* Quoted passage:

Place is central to Franquelo. He moved home and studio some dozen years ago from the centre of Madrid. This move changed him and his art, but the transformation was limited, controlled to a considerable degree by the artist himself. His photographs depict an accumulation of everyday life. Shelves often play a dominant position in the structure of his work. He built a crate around the actual parallel planks and shipped them from one studio to the other.  He did not remove the side of the crate in its new surroundings, so it appears a little like Clement Greenberg's forbidden window in its decade old setting on an inner wall. And on the shelves are the debris of years of living: plastic cartons and bottles of all descriptions including an empty Hibiki [1] bottle,  electrical components, playing cards, books, a liquid measuring jug, pills, wire, marker pens, discs, bills, notes and the motherboard from a computer.
 
Let Franquelo's quiet words enter the arena: 'The ambition is to document the whole space with things placed in their proper place [2]'. The word proper sits up to be examined and scanned. It gets under the skin of the tension in his work. Yet, as ever,  the artist was using his language carefully, trying to scan his own practice. 'By proper I mean the palace that naturally corresponds to the thing because my own existence has placed it there [3].'
 
Franquelo was trained as an engineer. He is the son, grandson and brother of an engineer and has conceived and developed cameras and scanners that lead the world. His 3-D laser scanners have been used to digitalise and document world heritage, from the Valley of the Kings in Luxor to the Louvre, the Prado Museum and the National Gallery in London. If anyone can take a visual inventory of what he sees it is Franquelo, yet the word 'proper' irritates. If we look, look and look again we are not sure whether we are studying chaos or order.

* Coordinate annotation entries:

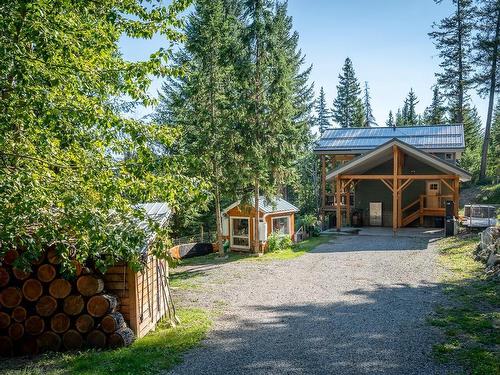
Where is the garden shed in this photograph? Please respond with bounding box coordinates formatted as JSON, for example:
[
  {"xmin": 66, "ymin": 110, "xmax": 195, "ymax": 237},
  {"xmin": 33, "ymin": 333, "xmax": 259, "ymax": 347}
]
[{"xmin": 222, "ymin": 196, "xmax": 299, "ymax": 251}]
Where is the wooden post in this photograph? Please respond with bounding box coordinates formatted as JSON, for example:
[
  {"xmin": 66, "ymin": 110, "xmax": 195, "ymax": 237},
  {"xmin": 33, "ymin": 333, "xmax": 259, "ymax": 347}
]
[
  {"xmin": 344, "ymin": 182, "xmax": 351, "ymax": 226},
  {"xmin": 321, "ymin": 155, "xmax": 326, "ymax": 210},
  {"xmin": 392, "ymin": 145, "xmax": 398, "ymax": 235},
  {"xmin": 335, "ymin": 175, "xmax": 342, "ymax": 232}
]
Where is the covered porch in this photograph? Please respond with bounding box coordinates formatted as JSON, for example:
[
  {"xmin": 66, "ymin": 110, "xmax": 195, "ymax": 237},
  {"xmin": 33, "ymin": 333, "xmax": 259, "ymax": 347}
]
[{"xmin": 326, "ymin": 139, "xmax": 470, "ymax": 232}]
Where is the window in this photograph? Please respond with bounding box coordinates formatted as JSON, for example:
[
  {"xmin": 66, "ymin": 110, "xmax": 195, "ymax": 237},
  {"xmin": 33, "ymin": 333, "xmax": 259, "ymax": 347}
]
[
  {"xmin": 231, "ymin": 217, "xmax": 250, "ymax": 248},
  {"xmin": 273, "ymin": 216, "xmax": 290, "ymax": 234}
]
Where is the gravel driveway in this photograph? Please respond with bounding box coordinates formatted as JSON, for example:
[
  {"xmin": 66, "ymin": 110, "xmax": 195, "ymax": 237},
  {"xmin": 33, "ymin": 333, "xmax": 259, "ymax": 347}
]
[{"xmin": 167, "ymin": 236, "xmax": 454, "ymax": 375}]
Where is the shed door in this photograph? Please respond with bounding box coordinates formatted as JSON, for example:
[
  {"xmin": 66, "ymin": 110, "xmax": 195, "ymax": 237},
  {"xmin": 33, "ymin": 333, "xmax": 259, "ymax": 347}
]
[{"xmin": 425, "ymin": 180, "xmax": 441, "ymax": 208}]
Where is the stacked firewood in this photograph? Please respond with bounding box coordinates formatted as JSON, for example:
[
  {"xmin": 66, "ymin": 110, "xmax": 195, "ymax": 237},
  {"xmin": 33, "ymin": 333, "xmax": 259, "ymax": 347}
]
[{"xmin": 0, "ymin": 249, "xmax": 134, "ymax": 356}]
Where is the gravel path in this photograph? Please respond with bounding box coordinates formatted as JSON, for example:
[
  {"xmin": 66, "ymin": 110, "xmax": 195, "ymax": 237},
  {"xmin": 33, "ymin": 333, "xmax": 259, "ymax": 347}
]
[{"xmin": 171, "ymin": 236, "xmax": 458, "ymax": 375}]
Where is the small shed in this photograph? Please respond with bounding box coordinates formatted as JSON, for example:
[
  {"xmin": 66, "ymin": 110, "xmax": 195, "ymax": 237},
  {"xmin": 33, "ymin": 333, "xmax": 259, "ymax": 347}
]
[
  {"xmin": 222, "ymin": 197, "xmax": 299, "ymax": 251},
  {"xmin": 104, "ymin": 202, "xmax": 173, "ymax": 338}
]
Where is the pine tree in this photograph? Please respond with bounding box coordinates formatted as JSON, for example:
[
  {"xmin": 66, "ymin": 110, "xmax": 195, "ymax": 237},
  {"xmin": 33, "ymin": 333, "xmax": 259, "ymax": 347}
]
[
  {"xmin": 332, "ymin": 58, "xmax": 365, "ymax": 128},
  {"xmin": 429, "ymin": 0, "xmax": 475, "ymax": 123},
  {"xmin": 385, "ymin": 111, "xmax": 396, "ymax": 127},
  {"xmin": 423, "ymin": 85, "xmax": 446, "ymax": 124},
  {"xmin": 315, "ymin": 86, "xmax": 330, "ymax": 134},
  {"xmin": 474, "ymin": 0, "xmax": 500, "ymax": 180},
  {"xmin": 156, "ymin": 0, "xmax": 242, "ymax": 255},
  {"xmin": 363, "ymin": 81, "xmax": 377, "ymax": 128}
]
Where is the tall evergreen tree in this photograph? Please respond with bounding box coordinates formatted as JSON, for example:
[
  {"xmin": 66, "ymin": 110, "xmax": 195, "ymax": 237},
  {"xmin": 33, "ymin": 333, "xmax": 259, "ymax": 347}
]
[
  {"xmin": 363, "ymin": 81, "xmax": 377, "ymax": 128},
  {"xmin": 240, "ymin": 0, "xmax": 312, "ymax": 251},
  {"xmin": 401, "ymin": 89, "xmax": 419, "ymax": 125},
  {"xmin": 156, "ymin": 0, "xmax": 242, "ymax": 255},
  {"xmin": 385, "ymin": 111, "xmax": 396, "ymax": 127},
  {"xmin": 429, "ymin": 0, "xmax": 475, "ymax": 123},
  {"xmin": 314, "ymin": 86, "xmax": 330, "ymax": 134},
  {"xmin": 423, "ymin": 85, "xmax": 446, "ymax": 124},
  {"xmin": 474, "ymin": 0, "xmax": 500, "ymax": 180},
  {"xmin": 332, "ymin": 58, "xmax": 365, "ymax": 128}
]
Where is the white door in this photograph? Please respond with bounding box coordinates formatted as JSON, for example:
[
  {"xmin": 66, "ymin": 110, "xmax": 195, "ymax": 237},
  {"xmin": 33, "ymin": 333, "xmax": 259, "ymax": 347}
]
[
  {"xmin": 425, "ymin": 181, "xmax": 441, "ymax": 208},
  {"xmin": 231, "ymin": 217, "xmax": 250, "ymax": 249}
]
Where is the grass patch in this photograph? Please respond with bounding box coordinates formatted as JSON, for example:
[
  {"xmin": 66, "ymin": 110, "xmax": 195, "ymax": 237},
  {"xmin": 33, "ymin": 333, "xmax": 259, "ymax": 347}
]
[
  {"xmin": 430, "ymin": 237, "xmax": 500, "ymax": 375},
  {"xmin": 171, "ymin": 236, "xmax": 333, "ymax": 268},
  {"xmin": 0, "ymin": 309, "xmax": 212, "ymax": 375}
]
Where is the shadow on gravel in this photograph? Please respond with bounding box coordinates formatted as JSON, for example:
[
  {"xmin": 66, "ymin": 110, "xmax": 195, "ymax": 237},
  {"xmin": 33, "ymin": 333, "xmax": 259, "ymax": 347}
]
[
  {"xmin": 174, "ymin": 284, "xmax": 458, "ymax": 375},
  {"xmin": 312, "ymin": 236, "xmax": 435, "ymax": 253}
]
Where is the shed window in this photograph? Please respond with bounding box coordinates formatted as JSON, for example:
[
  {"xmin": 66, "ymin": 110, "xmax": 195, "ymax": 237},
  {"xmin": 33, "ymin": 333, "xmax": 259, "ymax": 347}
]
[{"xmin": 273, "ymin": 216, "xmax": 290, "ymax": 234}]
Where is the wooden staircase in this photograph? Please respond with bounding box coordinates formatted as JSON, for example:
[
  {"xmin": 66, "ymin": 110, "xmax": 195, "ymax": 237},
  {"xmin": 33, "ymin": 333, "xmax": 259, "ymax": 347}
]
[{"xmin": 401, "ymin": 195, "xmax": 450, "ymax": 227}]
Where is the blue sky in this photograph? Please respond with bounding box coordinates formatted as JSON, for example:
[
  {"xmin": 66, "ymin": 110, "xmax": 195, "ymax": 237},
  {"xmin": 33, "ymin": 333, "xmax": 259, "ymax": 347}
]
[{"xmin": 120, "ymin": 0, "xmax": 487, "ymax": 125}]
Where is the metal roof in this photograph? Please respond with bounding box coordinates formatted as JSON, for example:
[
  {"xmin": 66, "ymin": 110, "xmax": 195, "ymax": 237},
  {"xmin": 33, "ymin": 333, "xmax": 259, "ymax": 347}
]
[
  {"xmin": 223, "ymin": 196, "xmax": 299, "ymax": 214},
  {"xmin": 314, "ymin": 124, "xmax": 465, "ymax": 153}
]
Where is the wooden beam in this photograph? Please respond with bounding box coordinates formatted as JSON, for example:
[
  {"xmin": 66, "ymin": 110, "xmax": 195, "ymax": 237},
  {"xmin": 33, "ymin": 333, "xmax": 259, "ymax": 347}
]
[
  {"xmin": 380, "ymin": 180, "xmax": 394, "ymax": 192},
  {"xmin": 390, "ymin": 145, "xmax": 399, "ymax": 235},
  {"xmin": 398, "ymin": 174, "xmax": 455, "ymax": 180},
  {"xmin": 336, "ymin": 176, "xmax": 342, "ymax": 232},
  {"xmin": 440, "ymin": 178, "xmax": 455, "ymax": 191}
]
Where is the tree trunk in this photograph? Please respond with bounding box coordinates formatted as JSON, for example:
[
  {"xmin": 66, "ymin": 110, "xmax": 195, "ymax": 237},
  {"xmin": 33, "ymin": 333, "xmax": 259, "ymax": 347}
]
[
  {"xmin": 0, "ymin": 267, "xmax": 10, "ymax": 288},
  {"xmin": 76, "ymin": 275, "xmax": 104, "ymax": 297},
  {"xmin": 87, "ymin": 294, "xmax": 118, "ymax": 318},
  {"xmin": 254, "ymin": 178, "xmax": 260, "ymax": 253},
  {"xmin": 9, "ymin": 323, "xmax": 24, "ymax": 341},
  {"xmin": 24, "ymin": 315, "xmax": 45, "ymax": 336},
  {"xmin": 101, "ymin": 312, "xmax": 126, "ymax": 333},
  {"xmin": 87, "ymin": 329, "xmax": 106, "ymax": 349},
  {"xmin": 50, "ymin": 313, "xmax": 71, "ymax": 333},
  {"xmin": 36, "ymin": 264, "xmax": 57, "ymax": 283},
  {"xmin": 215, "ymin": 178, "xmax": 224, "ymax": 257},
  {"xmin": 23, "ymin": 279, "xmax": 43, "ymax": 302},
  {"xmin": 0, "ymin": 286, "xmax": 23, "ymax": 309},
  {"xmin": 36, "ymin": 331, "xmax": 61, "ymax": 352},
  {"xmin": 63, "ymin": 294, "xmax": 85, "ymax": 316},
  {"xmin": 479, "ymin": 11, "xmax": 500, "ymax": 181},
  {"xmin": 108, "ymin": 327, "xmax": 135, "ymax": 348},
  {"xmin": 75, "ymin": 314, "xmax": 94, "ymax": 333},
  {"xmin": 63, "ymin": 329, "xmax": 83, "ymax": 350},
  {"xmin": 49, "ymin": 279, "xmax": 71, "ymax": 299}
]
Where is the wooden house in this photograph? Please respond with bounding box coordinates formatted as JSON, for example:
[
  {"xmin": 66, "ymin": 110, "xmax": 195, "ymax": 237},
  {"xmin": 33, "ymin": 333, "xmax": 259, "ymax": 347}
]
[
  {"xmin": 314, "ymin": 124, "xmax": 471, "ymax": 231},
  {"xmin": 223, "ymin": 197, "xmax": 299, "ymax": 251}
]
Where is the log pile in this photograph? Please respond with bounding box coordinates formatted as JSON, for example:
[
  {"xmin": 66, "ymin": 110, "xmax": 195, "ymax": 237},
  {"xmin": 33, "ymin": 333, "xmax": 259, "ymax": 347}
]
[{"xmin": 0, "ymin": 249, "xmax": 134, "ymax": 356}]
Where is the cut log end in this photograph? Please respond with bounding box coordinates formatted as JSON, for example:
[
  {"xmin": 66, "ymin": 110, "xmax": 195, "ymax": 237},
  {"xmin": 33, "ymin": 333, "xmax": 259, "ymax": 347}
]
[
  {"xmin": 75, "ymin": 314, "xmax": 94, "ymax": 333},
  {"xmin": 49, "ymin": 279, "xmax": 71, "ymax": 299},
  {"xmin": 108, "ymin": 327, "xmax": 135, "ymax": 348},
  {"xmin": 63, "ymin": 294, "xmax": 85, "ymax": 316},
  {"xmin": 36, "ymin": 264, "xmax": 57, "ymax": 283},
  {"xmin": 63, "ymin": 329, "xmax": 83, "ymax": 350},
  {"xmin": 87, "ymin": 294, "xmax": 118, "ymax": 318},
  {"xmin": 50, "ymin": 313, "xmax": 71, "ymax": 333},
  {"xmin": 76, "ymin": 275, "xmax": 104, "ymax": 297},
  {"xmin": 87, "ymin": 329, "xmax": 106, "ymax": 349},
  {"xmin": 23, "ymin": 279, "xmax": 43, "ymax": 302}
]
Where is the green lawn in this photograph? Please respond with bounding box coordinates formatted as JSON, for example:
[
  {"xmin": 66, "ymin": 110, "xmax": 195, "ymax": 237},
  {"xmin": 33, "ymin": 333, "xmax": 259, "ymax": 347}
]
[
  {"xmin": 177, "ymin": 236, "xmax": 334, "ymax": 266},
  {"xmin": 0, "ymin": 309, "xmax": 212, "ymax": 375},
  {"xmin": 430, "ymin": 237, "xmax": 500, "ymax": 375}
]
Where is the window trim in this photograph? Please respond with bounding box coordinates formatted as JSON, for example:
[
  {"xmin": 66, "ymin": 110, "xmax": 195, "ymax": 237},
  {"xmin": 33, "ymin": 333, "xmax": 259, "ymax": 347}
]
[
  {"xmin": 229, "ymin": 216, "xmax": 250, "ymax": 249},
  {"xmin": 271, "ymin": 215, "xmax": 292, "ymax": 236}
]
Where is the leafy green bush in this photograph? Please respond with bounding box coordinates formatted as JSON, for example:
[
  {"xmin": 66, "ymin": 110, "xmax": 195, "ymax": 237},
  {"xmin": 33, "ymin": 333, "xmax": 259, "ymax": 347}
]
[{"xmin": 267, "ymin": 232, "xmax": 292, "ymax": 252}]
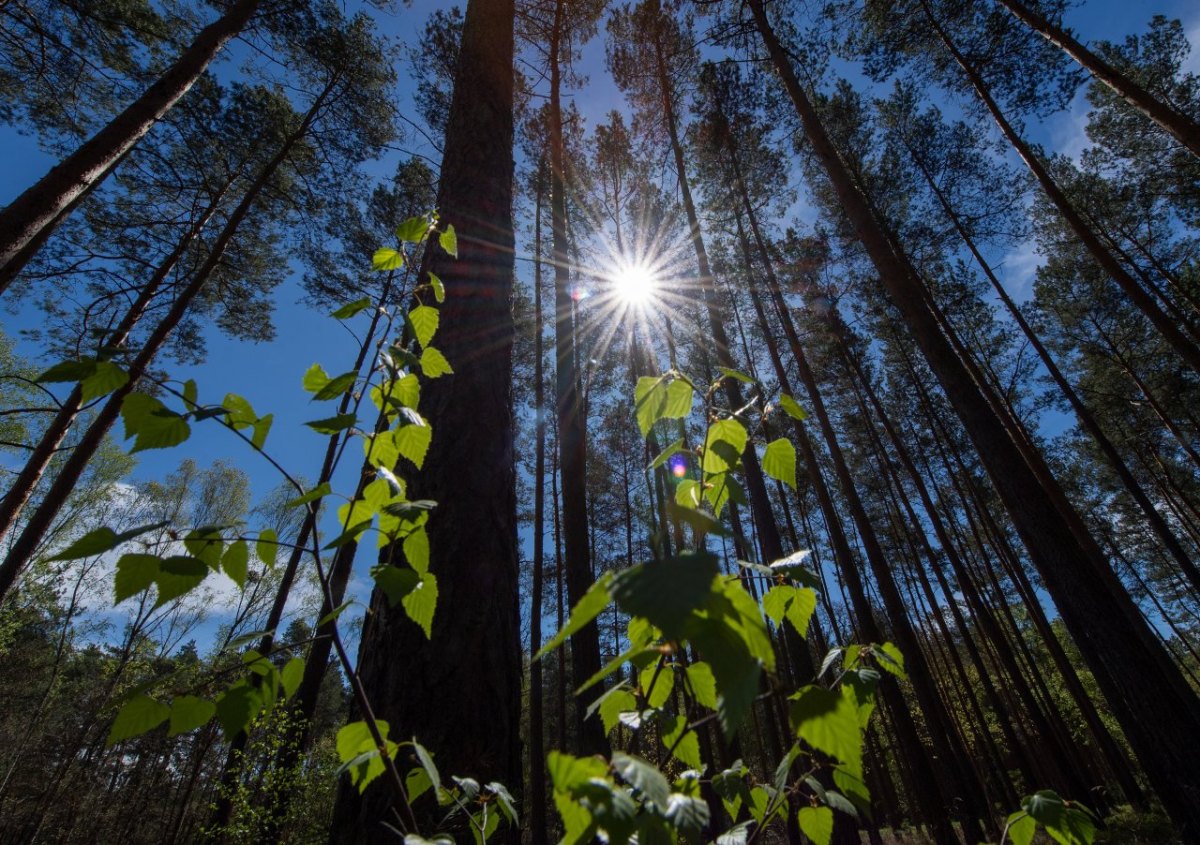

* Requirements: Continue the passage about Franquelo's photographs from its last sentence.

* Answer to the task:
 
Franquelo's approach has been compared to that of the Oulipo group [4]. Indeed he does talk of George Perec's theory of Infra-Ordinary, an extreme brand of Existentialism that finds truth in the banal and mundane. Perec wrote a novel called The Void [5] in which he banned the use of the letter 'e'. In order not to totally succumb to the random, Franquelo self-imposes limitations on his own work, but he is very keen that his prescription of order should not be divulged to the audience. Equally he is wary of descriptions or photographs of his own studio, the source of his work, as he doesn't want the viewer to react to the biography, the specific location from where the work comes or indeed the individual brain and heart - i.e him. If the person looking at the photograph is interested he or she will find the hidden patterns. The artist's self-imposed limitations are only there to trigger the viewer's mind along lines of his or her own. The photographs show familiar spaces with which our mind feels at home.
 
'I want to introduce an element of doubt,' Franquelo explains.
'Do you think of the viewer when you are making the work?' I ask. 'Or are you having conversations with yourself?'
'I tend to think that viewers are similar to me.' [6]
 
Franquelo's photographs work on me. I had avoided being seduced at Paris Photo, where I saw people peering, hypnotised by what they were seeing, and what they were not seeing. Indeed it is the lack of distractions in the super-objective technique that finally gets to me as I sit looking in the studio, so that I can glance from the shelves on the wall to the photograph on the wall. The photograph is like a hole in the wall.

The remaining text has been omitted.